### Passage to read:
— start —
Intermediate R Workshop

Introduction
Script Files
Vectors
dplyr functions
The Pipe Operator
Plotting with ggplot2
Modelling

Introduction

Thank you for attending the intermediate R wokshops! This is where I am putting all of the code that we went over. I tried to add comments to explain everything, but feel free to email me if you want more information.

THis page only shows the code. You can copy and paste into R to see the output. As a warning, you’ll probably get a lot of “object not found” errors because you haven’t created an object yet.

Script Files

Most work in R is done in script files. This is a way to save your code, but it doesn’t save your output. Make sure your script file works on it’s own; you should be able to open it, run it line by line, and get the same output everytime. It should also be well commented in case you forgot why you wrote certain code, and you don’t need to save every line of code that you wrote (e.g. you don’t need to save ?mean).

Vectors

# Vector Operations

# Create a dummy vector with c()
x <- c(1,2,4,2,3,2,1)
x*2
x^2

y <- 2*x - 3
y
y ^ 4
y * x

# Logical values
TRUE
FALSE
TRUE == FALSE
FALSE == FALSE
FALSE < TRUE
FALSE == 0
TRUE == 1
FALSE * TRUE
TRUE ^ FALSE
FALSE ^ TRUE
FALSE ^ FALSE

# Logical vectors
x
x > 2
x >= 2
x == 2
x > y

# Subsetting
# Square brackets are for subsets
x[1] # first element of x
x[3]

x[x > 2] # logical subset
x[x >= 2]
y[x >= 2]

# Functions ----
mean(x)
mean(y)
mean(2*x - 3)
#?mean
# mean has arguments: x, trim, and na.rm
# just x, but trim = 0 and na.rm = FALSE
#   These are called defaults

# NA is a special value
NA
NA ^ FALSE
z <- c(1,2,4,12,NA)
z
mean(z, na.rm = TRUE)
# explicit arguements
mean(x = z, trim = 0, na.rm = TRUE)
# implied arguements
mean(z, 0, TRUE)

# aside: dealing with NA
is.na(z)
!is.na(z)
z[!is.na(z)]
z[c(1,2,3,4)]

z[is.na(z)] <- 0
z

# Data Frames ---- 
data(mtcars) # built-in dataset
#?mtcars

# Looking at a dataframe
names(mtcars) # column names
head(mtcars) # first 6 observations
str(mtcars) # structure (works for anything)

# Getting columns
mtcars$mpg # outputs a vector, not a data frame

# Dataframe subsets
mtcars$am
mtcars$mpg[mtcars$am == 1]
mtcars$mpg[mtcars$am == 0]

# before comma: rows, after: columns
mtcars[mtcars$am == 0, ]

dplyr functions

The dplyr package is one of the most useful things to happen to R in a long time. This is hands down the best way to deal with dataframes (which is how most data is imported into R).

This is just a quick introduction to the functions, we’ll see just how powerful this can be in the next section (the pipe operator).

# dplyr: dealing with dataframes ----
#install.packages("dplyr")
library(dplyr)

# dataframe subsets
filter(mtcars, am == 0)
filter(mtcars, cyl == 4)
— end —
### Task to complete:
Answer these about the R workshop page:
(a) What does a script file not save?
(b) Which built-in dataset is loaded with data()?
(c) When subsetting a data frame with square brackets, what goes before the comma and what goes after it?

[Annotated coordinate records]
— start —
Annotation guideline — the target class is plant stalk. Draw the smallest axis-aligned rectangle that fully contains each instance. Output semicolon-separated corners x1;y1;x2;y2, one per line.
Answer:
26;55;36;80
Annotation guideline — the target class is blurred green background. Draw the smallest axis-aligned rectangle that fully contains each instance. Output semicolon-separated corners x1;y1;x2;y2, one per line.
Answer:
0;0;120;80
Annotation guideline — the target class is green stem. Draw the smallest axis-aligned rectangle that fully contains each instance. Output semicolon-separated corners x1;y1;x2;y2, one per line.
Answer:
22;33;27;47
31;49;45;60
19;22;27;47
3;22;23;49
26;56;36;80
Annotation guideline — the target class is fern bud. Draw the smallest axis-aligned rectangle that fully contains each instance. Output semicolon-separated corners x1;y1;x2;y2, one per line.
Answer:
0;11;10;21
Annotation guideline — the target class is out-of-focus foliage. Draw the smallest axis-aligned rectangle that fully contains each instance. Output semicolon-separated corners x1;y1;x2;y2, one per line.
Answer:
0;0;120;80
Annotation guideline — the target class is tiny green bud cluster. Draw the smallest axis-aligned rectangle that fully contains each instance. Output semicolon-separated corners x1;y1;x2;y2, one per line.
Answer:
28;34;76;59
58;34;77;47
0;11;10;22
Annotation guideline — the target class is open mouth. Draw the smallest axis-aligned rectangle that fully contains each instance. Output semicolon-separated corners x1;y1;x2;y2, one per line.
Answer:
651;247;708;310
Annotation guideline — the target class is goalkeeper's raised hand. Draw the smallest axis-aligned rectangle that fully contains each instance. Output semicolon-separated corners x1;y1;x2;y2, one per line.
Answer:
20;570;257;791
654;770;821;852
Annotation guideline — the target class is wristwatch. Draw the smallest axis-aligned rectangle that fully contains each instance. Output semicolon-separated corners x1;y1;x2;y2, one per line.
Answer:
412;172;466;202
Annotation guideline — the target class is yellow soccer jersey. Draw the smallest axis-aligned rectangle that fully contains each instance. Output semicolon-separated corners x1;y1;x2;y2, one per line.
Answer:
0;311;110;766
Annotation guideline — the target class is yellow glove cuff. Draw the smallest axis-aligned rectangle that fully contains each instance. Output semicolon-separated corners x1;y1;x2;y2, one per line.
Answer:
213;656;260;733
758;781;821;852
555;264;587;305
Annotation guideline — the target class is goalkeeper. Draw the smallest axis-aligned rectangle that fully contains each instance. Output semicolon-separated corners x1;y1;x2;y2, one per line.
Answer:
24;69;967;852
— end —
### Final answer:
(a) The output.
(b) mtcars.
(c) Rows go before the comma, and columns go after it.